-- RECORDS SHOWN --

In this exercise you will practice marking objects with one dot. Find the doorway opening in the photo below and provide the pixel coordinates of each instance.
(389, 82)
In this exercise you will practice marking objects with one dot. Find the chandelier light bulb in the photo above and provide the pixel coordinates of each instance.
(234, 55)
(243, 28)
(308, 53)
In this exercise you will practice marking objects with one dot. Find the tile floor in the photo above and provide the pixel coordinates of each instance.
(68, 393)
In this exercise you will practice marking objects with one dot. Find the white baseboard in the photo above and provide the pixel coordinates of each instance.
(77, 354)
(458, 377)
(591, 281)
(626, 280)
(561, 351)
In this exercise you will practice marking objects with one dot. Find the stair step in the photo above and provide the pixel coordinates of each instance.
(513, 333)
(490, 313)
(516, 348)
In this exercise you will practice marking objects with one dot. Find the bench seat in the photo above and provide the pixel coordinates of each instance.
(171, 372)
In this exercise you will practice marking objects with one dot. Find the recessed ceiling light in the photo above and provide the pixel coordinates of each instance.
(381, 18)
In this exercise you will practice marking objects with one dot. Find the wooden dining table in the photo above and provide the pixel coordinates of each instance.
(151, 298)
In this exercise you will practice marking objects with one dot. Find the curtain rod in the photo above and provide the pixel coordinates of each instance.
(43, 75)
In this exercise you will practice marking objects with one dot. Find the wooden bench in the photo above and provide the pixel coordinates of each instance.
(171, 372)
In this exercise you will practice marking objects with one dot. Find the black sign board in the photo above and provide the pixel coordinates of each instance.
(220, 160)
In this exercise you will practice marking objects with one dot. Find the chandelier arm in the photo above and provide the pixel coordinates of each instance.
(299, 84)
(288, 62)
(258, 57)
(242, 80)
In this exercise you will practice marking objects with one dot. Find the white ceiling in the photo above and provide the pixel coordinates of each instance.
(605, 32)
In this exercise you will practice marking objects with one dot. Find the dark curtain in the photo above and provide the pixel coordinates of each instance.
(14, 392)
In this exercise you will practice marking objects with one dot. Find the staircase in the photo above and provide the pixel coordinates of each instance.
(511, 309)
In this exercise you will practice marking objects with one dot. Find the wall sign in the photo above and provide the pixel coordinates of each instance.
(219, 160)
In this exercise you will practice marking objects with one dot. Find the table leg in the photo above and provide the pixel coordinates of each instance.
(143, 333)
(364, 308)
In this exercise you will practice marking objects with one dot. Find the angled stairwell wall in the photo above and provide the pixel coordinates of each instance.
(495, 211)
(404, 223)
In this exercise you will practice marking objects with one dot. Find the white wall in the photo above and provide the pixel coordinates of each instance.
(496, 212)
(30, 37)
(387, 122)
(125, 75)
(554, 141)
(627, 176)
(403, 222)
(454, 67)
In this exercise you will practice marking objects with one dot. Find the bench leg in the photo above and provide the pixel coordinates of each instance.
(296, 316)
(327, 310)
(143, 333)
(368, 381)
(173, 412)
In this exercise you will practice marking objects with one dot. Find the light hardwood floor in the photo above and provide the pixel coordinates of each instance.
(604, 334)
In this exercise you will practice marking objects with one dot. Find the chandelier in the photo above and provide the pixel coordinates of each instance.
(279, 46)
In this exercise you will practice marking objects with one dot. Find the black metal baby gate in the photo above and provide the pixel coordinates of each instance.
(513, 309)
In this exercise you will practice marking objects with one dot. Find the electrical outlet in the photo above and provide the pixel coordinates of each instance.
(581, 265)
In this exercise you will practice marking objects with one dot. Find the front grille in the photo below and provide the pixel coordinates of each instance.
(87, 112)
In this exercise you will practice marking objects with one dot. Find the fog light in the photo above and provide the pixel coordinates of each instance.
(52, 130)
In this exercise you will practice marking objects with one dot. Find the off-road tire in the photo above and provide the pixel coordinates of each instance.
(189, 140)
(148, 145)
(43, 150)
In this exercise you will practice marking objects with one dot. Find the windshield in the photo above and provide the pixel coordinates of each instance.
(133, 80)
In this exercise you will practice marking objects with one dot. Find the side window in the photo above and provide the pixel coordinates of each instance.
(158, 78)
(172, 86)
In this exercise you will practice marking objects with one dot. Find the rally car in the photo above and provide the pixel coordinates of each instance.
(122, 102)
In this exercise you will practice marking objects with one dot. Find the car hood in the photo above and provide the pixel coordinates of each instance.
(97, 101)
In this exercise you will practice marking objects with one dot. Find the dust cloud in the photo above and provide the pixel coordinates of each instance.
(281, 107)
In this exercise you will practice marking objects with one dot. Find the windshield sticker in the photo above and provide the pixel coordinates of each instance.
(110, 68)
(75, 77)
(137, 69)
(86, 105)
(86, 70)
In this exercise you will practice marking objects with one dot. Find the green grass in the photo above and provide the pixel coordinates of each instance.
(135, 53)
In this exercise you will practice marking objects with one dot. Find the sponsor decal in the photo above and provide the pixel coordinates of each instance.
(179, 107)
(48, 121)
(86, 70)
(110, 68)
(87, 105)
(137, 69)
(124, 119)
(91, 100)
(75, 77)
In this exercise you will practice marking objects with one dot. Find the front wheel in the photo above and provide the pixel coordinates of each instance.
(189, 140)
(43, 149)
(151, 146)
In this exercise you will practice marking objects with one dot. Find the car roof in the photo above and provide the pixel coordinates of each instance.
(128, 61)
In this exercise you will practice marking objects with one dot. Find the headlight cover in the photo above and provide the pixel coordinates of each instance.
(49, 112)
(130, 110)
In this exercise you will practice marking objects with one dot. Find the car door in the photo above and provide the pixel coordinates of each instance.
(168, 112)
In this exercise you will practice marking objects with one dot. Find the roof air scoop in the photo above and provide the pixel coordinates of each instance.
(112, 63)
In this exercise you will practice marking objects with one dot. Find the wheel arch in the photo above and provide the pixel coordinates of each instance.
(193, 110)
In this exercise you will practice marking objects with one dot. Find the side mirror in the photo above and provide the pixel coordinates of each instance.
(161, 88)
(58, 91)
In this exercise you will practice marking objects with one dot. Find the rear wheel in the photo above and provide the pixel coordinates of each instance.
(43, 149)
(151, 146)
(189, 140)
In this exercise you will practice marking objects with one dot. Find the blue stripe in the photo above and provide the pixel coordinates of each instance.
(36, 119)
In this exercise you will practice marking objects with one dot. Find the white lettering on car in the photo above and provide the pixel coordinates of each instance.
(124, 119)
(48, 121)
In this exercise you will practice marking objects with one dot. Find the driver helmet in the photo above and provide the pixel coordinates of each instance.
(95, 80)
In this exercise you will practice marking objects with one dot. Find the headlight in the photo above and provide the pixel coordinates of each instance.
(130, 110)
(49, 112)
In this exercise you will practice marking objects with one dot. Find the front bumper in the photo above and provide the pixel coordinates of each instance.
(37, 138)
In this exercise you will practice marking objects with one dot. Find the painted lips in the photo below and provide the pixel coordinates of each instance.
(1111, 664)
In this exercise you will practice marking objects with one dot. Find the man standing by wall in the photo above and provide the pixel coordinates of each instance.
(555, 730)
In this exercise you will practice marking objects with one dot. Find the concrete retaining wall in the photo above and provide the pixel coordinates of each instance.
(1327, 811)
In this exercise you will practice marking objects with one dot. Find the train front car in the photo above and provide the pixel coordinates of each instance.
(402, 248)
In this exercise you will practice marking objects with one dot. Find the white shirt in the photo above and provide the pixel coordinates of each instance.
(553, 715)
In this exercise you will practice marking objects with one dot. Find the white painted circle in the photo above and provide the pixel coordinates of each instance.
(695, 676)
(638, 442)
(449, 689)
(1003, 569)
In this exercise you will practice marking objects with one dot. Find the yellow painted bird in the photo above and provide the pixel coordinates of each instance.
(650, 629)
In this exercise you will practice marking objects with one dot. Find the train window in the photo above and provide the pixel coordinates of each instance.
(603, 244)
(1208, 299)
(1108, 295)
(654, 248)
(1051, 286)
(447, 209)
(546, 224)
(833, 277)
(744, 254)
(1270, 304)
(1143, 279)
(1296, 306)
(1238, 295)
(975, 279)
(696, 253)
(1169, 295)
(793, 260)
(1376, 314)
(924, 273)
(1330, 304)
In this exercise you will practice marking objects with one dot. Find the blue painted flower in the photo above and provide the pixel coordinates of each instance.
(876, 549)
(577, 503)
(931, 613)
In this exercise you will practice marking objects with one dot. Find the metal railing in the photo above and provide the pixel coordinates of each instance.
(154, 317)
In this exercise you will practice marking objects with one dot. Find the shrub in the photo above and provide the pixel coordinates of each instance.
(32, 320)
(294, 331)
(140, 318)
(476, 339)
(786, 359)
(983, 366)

-- PROBLEM TO SOLVE --
Your answer should hold the line with "Find the shrub" and each line after it to the end of the data, retyped exactly. Include no other lines.

-- REPLY --
In this exercise you will practice marking objects with one dot. Find the shrub in the photo above and provide the pixel coordinates of each instance.
(32, 320)
(294, 331)
(140, 318)
(476, 339)
(786, 359)
(983, 366)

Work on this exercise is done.